[Dataset items]
------------------------------------------------
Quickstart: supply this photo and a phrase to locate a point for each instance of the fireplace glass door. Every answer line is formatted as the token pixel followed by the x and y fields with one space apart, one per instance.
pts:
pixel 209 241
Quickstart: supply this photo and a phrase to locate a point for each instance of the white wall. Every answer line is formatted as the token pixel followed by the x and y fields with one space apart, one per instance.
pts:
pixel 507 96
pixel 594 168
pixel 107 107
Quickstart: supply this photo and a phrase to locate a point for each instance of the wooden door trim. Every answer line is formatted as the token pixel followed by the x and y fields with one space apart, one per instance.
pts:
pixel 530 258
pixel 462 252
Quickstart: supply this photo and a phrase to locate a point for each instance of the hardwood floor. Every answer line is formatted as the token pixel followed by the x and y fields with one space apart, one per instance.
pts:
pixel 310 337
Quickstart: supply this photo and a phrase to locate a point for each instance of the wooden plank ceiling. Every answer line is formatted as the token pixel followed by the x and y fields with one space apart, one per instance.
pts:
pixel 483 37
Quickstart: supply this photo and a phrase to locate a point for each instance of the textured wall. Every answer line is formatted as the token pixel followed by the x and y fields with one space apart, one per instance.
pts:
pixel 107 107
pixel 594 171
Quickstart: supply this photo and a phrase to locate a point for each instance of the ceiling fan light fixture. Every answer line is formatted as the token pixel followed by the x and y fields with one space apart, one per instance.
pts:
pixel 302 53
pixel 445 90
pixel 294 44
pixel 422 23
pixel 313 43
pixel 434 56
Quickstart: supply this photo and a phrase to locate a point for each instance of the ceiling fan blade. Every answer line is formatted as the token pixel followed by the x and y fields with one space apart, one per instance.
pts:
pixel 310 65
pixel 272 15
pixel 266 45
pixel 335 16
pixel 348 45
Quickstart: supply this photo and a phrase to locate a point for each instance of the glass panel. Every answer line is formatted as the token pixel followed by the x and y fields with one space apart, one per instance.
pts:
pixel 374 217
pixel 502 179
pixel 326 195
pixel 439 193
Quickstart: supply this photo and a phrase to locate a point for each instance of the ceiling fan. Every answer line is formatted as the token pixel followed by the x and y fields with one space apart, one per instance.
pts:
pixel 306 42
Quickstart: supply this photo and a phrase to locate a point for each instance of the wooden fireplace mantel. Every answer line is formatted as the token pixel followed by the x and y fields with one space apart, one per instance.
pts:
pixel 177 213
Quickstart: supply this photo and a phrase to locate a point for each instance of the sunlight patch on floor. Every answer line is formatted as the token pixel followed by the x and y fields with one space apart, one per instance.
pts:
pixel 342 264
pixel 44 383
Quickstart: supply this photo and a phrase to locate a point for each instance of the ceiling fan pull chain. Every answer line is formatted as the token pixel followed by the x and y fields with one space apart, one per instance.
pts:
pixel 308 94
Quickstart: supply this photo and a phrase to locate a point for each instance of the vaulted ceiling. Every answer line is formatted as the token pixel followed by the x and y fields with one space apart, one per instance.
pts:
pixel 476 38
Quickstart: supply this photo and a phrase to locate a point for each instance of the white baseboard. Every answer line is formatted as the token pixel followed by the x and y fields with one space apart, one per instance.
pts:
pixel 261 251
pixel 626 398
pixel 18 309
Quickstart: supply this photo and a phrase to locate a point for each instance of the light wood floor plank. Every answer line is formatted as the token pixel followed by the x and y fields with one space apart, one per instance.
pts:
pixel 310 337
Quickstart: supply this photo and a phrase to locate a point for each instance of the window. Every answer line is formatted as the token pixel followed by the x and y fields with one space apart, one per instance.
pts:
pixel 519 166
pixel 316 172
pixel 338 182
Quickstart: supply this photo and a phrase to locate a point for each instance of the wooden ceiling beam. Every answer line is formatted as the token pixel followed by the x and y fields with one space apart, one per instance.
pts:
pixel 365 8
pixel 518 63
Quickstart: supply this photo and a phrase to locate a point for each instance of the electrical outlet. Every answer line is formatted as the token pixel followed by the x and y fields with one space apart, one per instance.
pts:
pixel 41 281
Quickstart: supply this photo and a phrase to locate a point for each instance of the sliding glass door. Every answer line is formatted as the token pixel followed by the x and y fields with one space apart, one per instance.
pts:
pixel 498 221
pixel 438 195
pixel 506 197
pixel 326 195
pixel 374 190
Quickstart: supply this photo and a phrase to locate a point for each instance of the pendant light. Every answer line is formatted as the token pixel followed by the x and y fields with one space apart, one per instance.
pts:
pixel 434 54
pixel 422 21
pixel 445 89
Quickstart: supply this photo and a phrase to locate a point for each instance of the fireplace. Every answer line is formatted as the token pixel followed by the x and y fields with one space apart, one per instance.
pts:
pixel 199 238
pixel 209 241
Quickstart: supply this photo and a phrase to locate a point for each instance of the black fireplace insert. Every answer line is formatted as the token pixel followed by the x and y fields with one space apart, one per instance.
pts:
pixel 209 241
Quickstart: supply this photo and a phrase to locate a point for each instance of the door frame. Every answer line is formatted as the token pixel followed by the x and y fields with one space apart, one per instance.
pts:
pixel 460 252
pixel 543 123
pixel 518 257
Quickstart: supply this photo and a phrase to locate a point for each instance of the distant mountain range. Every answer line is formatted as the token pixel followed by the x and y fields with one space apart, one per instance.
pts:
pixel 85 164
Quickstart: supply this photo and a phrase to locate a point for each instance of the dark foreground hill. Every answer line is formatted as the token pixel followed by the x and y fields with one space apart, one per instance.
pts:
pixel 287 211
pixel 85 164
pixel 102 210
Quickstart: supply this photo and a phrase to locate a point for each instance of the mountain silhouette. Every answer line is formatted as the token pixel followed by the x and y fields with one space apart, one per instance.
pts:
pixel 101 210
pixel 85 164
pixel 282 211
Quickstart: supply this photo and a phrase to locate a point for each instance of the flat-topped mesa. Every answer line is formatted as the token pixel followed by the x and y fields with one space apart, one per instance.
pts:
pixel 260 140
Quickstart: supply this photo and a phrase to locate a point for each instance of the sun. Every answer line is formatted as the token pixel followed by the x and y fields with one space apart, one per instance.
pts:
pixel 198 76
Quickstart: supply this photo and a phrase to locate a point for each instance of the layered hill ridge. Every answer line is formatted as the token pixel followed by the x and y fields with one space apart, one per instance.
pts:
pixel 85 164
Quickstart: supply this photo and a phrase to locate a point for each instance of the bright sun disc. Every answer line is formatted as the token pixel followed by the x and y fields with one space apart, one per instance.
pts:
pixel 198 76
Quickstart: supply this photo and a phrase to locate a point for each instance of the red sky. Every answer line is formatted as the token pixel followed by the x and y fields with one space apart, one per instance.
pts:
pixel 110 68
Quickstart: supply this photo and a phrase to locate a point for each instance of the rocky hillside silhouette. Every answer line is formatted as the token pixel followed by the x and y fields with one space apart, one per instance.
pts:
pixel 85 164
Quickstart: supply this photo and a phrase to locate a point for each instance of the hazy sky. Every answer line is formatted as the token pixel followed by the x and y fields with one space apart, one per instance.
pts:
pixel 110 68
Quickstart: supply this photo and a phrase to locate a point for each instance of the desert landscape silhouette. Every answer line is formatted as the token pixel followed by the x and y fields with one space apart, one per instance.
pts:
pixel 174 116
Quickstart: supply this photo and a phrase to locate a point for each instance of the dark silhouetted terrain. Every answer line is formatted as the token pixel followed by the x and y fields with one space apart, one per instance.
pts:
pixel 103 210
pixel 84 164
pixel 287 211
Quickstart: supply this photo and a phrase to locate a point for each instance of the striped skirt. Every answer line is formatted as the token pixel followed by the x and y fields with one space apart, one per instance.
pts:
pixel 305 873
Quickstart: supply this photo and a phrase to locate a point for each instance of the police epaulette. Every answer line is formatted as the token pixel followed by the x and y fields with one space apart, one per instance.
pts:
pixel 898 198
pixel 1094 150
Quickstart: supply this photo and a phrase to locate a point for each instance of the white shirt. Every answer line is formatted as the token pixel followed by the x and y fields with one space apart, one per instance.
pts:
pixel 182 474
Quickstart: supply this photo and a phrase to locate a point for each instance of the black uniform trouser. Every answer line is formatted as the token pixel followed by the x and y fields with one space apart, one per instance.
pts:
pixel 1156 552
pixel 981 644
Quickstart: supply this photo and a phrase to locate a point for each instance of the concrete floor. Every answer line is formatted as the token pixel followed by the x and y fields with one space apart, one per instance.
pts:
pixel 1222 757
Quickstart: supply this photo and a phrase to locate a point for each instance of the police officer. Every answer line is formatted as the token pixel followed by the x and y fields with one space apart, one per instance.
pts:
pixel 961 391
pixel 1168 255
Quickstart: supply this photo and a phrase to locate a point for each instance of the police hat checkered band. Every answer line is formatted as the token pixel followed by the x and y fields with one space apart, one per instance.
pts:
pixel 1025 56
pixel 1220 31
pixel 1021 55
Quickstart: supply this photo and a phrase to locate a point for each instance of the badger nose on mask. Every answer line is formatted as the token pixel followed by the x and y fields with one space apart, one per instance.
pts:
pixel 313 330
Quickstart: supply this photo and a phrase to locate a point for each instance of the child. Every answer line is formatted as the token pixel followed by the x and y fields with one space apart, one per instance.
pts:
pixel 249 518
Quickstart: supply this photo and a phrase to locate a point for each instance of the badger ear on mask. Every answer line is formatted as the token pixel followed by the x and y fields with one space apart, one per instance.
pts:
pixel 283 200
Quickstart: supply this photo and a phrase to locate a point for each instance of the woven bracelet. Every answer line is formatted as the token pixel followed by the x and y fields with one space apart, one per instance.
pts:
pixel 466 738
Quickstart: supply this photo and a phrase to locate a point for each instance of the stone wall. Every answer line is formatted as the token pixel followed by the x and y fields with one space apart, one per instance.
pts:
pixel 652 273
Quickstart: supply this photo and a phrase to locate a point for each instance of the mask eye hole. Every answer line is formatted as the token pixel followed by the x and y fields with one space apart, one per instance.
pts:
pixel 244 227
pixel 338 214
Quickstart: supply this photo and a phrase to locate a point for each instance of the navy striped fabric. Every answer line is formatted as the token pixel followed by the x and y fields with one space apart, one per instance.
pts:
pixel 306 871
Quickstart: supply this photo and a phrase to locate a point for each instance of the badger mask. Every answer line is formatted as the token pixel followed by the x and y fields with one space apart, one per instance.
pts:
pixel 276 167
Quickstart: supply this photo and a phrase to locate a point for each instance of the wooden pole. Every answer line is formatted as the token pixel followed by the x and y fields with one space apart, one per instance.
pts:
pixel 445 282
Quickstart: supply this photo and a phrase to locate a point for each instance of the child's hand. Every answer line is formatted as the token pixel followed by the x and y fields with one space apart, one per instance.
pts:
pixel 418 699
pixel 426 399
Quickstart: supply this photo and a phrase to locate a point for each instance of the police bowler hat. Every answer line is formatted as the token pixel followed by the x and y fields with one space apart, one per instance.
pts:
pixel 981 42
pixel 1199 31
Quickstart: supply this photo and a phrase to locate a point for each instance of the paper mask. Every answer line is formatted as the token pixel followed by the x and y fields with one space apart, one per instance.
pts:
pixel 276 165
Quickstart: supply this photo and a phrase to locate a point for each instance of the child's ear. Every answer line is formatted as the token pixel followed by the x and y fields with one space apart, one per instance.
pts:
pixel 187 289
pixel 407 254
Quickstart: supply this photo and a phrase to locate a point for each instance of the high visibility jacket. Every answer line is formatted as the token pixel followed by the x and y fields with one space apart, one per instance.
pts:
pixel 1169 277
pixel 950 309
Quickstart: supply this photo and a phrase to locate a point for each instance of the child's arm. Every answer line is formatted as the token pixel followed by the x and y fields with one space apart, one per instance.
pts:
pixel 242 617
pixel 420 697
------------------------------------------------
### WORK ORDER:
Filter the data, keeping only the lines that contain "badger".

### RESPONSE AREA:
Quickstart: supply this photo and a phrase to locate a point for each instance of the badger nose on mask. Every answer line is formatted as the token pixel followed by the x and y fields with one space apart, one per instance.
Quickstart: supply this photo and a phrase to locate a point for each instance of the badger ear on mask. Every answer line is formatted as the token pixel followed by the x and y fields with one space apart, one per instance.
Quickstart: supply this photo and a phrase to locate a point for each instance of the badger mask. Every answer line is formatted as the token pixel followed by the x and y fields with one space apart, one per instance.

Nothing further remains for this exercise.